Retype all of the data below line for line, with every character left unchanged.
====================
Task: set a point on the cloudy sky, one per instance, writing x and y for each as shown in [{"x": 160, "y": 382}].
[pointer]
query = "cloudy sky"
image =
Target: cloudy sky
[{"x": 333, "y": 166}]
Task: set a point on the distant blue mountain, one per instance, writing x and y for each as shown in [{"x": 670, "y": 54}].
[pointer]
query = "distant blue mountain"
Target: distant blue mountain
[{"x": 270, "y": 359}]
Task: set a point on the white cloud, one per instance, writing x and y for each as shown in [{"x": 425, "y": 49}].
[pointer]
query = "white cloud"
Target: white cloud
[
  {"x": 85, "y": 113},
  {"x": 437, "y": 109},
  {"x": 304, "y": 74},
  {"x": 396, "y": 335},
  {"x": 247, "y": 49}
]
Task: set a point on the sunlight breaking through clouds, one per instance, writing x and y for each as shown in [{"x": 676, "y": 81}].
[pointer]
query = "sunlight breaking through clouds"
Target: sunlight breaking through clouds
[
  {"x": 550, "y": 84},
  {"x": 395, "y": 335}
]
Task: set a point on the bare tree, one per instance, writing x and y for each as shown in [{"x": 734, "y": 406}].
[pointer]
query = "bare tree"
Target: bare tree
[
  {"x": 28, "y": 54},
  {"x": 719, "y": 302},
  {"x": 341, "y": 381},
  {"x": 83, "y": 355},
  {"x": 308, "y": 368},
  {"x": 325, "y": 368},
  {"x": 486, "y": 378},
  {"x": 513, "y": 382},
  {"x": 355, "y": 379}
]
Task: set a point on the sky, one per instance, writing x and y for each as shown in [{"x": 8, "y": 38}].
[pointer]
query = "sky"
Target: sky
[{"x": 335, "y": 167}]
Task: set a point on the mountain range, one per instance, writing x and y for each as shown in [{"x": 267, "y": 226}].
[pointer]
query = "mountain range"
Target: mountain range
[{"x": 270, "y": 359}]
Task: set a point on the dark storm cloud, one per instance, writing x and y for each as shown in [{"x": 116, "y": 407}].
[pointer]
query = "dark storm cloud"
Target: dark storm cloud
====================
● **Task solution**:
Task: set a point on the cloudy sky, one per instance, writing x and y for each as shown in [{"x": 160, "y": 382}].
[pointer]
query = "cloudy sky"
image =
Target: cloudy sky
[{"x": 333, "y": 166}]
Task: set a point on the distant blue mountain, one per instance, writing x and y for each as shown in [{"x": 670, "y": 54}].
[pointer]
query = "distant blue mountain"
Target: distant blue mountain
[{"x": 270, "y": 359}]
Task: set a point on the white cloud, one per instance, writing x and y for each as shown in [{"x": 425, "y": 49}].
[pointer]
query = "white cloud"
Target: white cloud
[
  {"x": 85, "y": 113},
  {"x": 437, "y": 109},
  {"x": 304, "y": 74},
  {"x": 396, "y": 335},
  {"x": 247, "y": 49}
]
Task: set a point on the sunlight breaking through clouds, one per instance, writing x and y for each as shown in [{"x": 676, "y": 81}].
[pointer]
query = "sunlight breaking through clouds"
Target: sunlight breaking through clouds
[
  {"x": 550, "y": 84},
  {"x": 395, "y": 335}
]
Task: set a point on the bare tree, one per instance, writing x and y for each as shown in [{"x": 734, "y": 406}].
[pointer]
query = "bare tree"
Target: bare tree
[
  {"x": 28, "y": 54},
  {"x": 719, "y": 302},
  {"x": 341, "y": 381},
  {"x": 83, "y": 355},
  {"x": 308, "y": 368},
  {"x": 325, "y": 368},
  {"x": 486, "y": 378},
  {"x": 513, "y": 382},
  {"x": 355, "y": 379}
]
Task: set a point on the sky, one per instance, writing x and y for each as shown in [{"x": 8, "y": 38}].
[pointer]
query = "sky"
Target: sky
[{"x": 335, "y": 167}]
Task: set a point on the mountain range, one per instance, writing x and y for each as shown in [{"x": 267, "y": 226}].
[pointer]
query = "mountain range"
Target: mountain range
[{"x": 270, "y": 359}]
Task: set a point on the dark storm cloud, one per instance, writing x and y for each as shown in [{"x": 116, "y": 407}].
[pointer]
query = "dark storm cloud"
Target: dark storm cloud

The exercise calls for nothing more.